Listed records>
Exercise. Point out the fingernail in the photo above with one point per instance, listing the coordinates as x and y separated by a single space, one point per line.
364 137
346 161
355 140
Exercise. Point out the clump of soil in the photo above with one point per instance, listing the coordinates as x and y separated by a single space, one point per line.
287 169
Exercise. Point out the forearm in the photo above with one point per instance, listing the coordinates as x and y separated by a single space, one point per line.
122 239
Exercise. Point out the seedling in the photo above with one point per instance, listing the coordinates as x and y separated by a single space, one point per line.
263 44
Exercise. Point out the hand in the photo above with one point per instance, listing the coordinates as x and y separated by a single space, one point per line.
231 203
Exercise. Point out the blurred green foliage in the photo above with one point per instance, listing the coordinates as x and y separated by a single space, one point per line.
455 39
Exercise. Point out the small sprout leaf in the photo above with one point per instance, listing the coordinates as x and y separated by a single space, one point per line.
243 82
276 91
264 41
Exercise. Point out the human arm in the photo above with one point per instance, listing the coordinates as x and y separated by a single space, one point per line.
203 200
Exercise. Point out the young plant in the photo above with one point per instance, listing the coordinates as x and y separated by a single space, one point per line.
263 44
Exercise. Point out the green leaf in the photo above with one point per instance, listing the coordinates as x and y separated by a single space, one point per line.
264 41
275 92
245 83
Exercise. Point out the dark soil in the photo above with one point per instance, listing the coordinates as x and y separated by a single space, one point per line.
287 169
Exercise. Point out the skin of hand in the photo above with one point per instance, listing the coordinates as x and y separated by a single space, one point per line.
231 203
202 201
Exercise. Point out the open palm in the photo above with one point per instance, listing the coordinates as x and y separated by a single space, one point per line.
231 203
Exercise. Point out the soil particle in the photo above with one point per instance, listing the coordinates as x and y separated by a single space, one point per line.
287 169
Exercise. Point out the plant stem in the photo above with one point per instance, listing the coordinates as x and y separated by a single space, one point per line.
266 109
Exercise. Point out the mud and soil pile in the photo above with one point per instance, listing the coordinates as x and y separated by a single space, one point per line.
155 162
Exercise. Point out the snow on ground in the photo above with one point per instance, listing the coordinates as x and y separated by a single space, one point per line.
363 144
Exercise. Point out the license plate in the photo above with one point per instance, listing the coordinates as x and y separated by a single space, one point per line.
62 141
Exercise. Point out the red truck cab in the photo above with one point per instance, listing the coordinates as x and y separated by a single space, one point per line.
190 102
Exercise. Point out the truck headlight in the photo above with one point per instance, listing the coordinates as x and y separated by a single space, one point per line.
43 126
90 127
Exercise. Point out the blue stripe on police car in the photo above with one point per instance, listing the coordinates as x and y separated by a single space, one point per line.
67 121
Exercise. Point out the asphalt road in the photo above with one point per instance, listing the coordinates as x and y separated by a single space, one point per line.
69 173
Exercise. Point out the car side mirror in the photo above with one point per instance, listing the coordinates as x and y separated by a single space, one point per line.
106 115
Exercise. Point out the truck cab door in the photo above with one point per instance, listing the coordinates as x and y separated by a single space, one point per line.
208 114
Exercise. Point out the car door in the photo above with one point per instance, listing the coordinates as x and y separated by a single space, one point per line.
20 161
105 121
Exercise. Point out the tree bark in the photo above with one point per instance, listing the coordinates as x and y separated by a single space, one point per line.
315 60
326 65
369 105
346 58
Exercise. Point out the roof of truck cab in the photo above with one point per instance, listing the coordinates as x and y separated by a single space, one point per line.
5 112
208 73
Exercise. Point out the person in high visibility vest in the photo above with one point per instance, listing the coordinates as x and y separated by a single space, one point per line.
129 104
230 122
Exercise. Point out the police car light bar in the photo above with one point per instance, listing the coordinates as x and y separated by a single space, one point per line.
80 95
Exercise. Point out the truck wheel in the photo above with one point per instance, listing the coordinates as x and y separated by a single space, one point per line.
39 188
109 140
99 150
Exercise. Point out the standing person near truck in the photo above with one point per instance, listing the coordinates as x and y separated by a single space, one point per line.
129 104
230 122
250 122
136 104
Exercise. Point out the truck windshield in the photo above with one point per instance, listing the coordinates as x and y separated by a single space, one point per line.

Task objective>
Your task is to extract the lines running from the one with "Exercise. Point out the blue" to the end of the material, inclusive, copying each exactly and adding nothing.

Answer to this task>
Exercise. Point out the blue stripe on police car in the photo above with one point per instance, listing the coordinates as x and y separated by a single space, one point per line.
67 121
Exercise. Point out the asphalt road in the photo above with one point per instance, listing the coordinates as x and y separated by a single space, one point per line.
69 173
Exercise. Point out the car side mirror in the photo above with one point per instance, listing the coordinates as x and y separated by a single space, one point per line.
106 115
Exercise. Point out the truck cab door in the photo above with one point per instance, listing the coordinates as x and y separated by a single space, one point per line.
208 114
Exercise. Point out the car door in the photo above with one point per instance, listing the coordinates as x and y separated by a single space, one point per line.
20 161
105 121
Exercise. Point out the tree bark in the photo above with one point per instance, listing the coordinates as x and y separated by a single space, one point per line.
315 60
326 65
369 105
346 58
Exercise. Point out the roof of truck cab in the photo above with one point per instance, listing the coordinates as x and y separated by a single space, one point per line.
5 112
208 73
Exercise. Point out the person in high visibility vest in the photo above with one point per instance, listing the coordinates as x and y separated by a single space, one point per line.
129 104
230 122
Exercise. Point out the police car light bar in the photo above with one point per instance, listing the coordinates as x and y separated by a single space, one point per line.
80 95
Exercise. Point out the truck wheel in the photo above with one point per instance, listing the coordinates as x and y separated by a single space, one point per line.
39 188
109 140
99 150
Exercise. Point out the standing person near truck in the photo above with one point per instance, listing the coordinates as x and y separated by a single space, one point per line.
129 104
230 122
250 122
136 104
Exercise. Point out the truck windshield in the photo above with one point per instance, listing the coordinates as x and y separated by a single space, one point per line.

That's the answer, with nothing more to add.